▸ Task description
Answer these from the passage on ring class fields below:
1. What are the units of O?
2. What is the order of the cyclic group (O/(2))*?
3. When n = 2, how does the passage relate L_2 to K_2?

▸ Extract
######
The units of $O$ are $U=\{+1;-1\}$.

Your ring class field is related to the class field of conductor $(2)$. Modulo $(2)$, $U$ is trivial, and $(O/(2))^* = \{1;u;1+u\}$ is cyclic of order $3$.

To each class $c$ mod $(2)$, we get a corresponding lattice class $\Lambda_c = \langle (2), c \rangle$ whose ring of endomorphism is $\Bbb Z[\sqrt{-19}]$ : we get $\Lambda_1 = \langle 1,2u\rangle = \Bbb Z[\sqrt{-19}], \Lambda_u = \langle 2,u \rangle, \Lambda_{1+u} = \langle 2,1+u \rangle$.

In general, those are not distinct since $\Lambda_c = \Lambda_{xc}$ for $x$ prime with $n$, so this correspondence factors through $(\Bbb Z/n \Bbb Z)^*$. If $L_n$ is the class field of conductor $(n)$ and $K_n$ is the ring class field of $\Bbb Z[nu]$, then $Gal(L_n,K_n) \cong (\Bbb Z/n \Bbb Z)^*$ and actually $L_n = K_n (\zeta_n)$. When $n=2$, this group is trivial, so $L_2 = K_2$ and the correspondence is one-to-one.
######
▸ Extracted entries

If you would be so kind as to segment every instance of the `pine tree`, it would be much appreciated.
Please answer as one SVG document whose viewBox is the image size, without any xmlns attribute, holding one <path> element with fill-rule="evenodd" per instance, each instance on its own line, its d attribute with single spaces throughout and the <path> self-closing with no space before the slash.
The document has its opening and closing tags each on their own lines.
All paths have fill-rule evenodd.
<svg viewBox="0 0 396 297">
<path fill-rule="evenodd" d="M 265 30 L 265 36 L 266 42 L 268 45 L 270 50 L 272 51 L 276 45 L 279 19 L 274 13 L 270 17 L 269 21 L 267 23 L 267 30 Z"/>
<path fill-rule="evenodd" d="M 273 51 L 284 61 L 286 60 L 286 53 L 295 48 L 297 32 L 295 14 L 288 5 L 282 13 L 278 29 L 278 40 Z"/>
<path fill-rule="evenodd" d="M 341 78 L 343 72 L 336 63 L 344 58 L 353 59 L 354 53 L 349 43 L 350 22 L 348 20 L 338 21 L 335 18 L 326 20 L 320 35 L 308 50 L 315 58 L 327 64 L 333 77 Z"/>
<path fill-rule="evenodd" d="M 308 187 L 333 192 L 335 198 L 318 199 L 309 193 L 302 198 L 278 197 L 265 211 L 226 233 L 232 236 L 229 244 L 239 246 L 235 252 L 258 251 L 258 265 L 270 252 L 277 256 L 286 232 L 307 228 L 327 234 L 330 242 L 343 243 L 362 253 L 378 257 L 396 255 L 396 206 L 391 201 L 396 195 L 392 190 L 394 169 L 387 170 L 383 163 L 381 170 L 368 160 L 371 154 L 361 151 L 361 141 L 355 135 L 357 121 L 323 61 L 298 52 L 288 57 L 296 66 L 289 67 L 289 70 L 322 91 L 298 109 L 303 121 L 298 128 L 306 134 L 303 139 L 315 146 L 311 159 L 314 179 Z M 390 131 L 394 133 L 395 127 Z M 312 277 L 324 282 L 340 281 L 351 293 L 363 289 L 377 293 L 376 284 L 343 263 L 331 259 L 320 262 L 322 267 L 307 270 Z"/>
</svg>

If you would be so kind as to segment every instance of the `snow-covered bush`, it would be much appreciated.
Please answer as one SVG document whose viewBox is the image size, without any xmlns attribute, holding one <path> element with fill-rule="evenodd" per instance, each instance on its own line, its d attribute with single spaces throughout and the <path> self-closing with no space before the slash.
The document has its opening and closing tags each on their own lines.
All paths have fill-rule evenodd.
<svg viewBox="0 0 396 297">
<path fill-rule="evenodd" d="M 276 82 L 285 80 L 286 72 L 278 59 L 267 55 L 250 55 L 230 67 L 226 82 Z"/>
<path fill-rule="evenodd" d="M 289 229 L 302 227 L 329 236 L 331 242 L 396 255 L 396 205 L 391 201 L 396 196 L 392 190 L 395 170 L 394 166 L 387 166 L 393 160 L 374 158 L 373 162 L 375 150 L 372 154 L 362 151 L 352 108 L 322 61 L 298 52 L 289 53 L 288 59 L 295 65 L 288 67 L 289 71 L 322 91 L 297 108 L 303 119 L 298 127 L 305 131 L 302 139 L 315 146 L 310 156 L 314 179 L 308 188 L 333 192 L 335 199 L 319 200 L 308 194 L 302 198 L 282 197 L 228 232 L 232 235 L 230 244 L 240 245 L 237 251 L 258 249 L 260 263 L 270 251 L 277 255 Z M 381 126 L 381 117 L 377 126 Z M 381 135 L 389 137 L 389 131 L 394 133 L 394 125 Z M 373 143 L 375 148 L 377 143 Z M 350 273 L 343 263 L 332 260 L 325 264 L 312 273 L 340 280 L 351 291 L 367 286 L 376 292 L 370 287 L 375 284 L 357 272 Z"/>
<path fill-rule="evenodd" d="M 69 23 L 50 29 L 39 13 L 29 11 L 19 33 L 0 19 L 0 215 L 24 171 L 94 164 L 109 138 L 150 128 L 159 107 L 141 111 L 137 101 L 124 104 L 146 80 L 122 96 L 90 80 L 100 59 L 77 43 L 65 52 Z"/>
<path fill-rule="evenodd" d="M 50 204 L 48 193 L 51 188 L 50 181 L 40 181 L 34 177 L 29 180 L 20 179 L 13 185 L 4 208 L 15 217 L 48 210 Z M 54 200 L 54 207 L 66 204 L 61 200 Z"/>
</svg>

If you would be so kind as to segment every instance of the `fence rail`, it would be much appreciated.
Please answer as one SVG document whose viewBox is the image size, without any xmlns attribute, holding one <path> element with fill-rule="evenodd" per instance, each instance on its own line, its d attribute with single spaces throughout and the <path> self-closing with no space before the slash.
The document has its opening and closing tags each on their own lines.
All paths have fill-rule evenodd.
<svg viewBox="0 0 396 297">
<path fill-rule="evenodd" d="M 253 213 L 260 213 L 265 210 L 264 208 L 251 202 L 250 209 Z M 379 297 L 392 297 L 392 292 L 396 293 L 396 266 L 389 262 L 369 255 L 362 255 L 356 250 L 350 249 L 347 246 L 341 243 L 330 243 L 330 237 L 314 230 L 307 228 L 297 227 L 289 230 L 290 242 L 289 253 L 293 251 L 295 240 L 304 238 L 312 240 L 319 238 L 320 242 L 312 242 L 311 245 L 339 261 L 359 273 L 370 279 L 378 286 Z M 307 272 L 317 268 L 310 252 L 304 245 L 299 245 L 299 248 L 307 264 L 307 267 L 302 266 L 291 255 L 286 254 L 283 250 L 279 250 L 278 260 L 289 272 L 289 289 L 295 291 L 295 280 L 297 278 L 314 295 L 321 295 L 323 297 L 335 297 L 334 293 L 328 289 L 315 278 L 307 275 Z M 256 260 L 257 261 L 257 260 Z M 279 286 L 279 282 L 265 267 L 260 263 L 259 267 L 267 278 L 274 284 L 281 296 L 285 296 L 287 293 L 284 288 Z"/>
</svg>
######
▸ Answer for this exercise
1. The units are +1 and -1.
2. Its order is 3.
3. L_2 = K_2, so the correspondence is one-to-one.